Extract provided |

BEGIN

Our awesome guest today is Dr. Dale Bredesen. Dale, welcome to the show.
Thanks very much for having me.
Look, it’s fantastic, mate. We always kickoff and ask the same question to all our guests when they come on the show. That is, if a complete stranger stopped you on the street and asked you what you did for a living, what would you say?
I do everything possible to see if we can improve people who have neurodegenerative illness. [00:03:00]
Beautiful, perfect. I couldn’t say it any better. The other thing we always ask as well, Dale, is, would you mind just filling us a little bit in of your journey, your background, and what led you to be so passionate about this work, and making waves in the industry?

END

Data listing |
BEGIN

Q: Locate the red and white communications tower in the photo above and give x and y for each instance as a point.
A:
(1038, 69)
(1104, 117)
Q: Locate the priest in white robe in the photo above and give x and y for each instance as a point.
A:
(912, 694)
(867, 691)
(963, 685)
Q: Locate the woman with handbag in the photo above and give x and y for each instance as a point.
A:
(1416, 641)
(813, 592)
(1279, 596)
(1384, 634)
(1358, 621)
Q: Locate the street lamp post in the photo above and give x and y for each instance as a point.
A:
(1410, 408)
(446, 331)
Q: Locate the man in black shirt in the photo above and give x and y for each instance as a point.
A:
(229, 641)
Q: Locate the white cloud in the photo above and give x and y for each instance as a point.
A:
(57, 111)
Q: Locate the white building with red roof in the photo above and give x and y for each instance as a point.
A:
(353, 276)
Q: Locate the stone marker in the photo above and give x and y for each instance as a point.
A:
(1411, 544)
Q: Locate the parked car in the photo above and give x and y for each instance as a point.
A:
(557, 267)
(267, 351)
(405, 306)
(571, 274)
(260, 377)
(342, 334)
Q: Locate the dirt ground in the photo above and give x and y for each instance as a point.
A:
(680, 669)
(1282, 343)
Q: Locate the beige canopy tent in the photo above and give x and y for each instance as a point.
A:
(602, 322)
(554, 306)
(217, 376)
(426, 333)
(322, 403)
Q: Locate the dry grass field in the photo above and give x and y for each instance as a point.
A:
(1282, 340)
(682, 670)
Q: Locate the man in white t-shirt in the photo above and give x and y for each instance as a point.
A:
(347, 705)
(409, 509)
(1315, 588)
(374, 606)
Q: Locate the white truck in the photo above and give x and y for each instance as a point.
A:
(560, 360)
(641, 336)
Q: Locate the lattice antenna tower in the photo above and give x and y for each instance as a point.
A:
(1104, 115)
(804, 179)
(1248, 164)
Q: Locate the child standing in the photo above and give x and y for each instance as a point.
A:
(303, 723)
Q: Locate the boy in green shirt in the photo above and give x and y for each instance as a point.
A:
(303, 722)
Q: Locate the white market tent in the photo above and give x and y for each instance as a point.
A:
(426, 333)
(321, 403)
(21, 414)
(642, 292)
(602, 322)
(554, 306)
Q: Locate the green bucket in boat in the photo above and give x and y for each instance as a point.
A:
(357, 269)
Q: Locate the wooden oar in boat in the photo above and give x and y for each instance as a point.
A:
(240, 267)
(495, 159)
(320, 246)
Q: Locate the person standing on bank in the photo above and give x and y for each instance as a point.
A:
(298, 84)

END

Condense the interview transcript's paragraph that begins "Look, it's fantastic, mate" into a shorter version that keeps its main facts.

It's fantastic. The show always opens by asking every guest the same question: if a complete stranger stopped you on the street and asked what you do for a living, what would you say?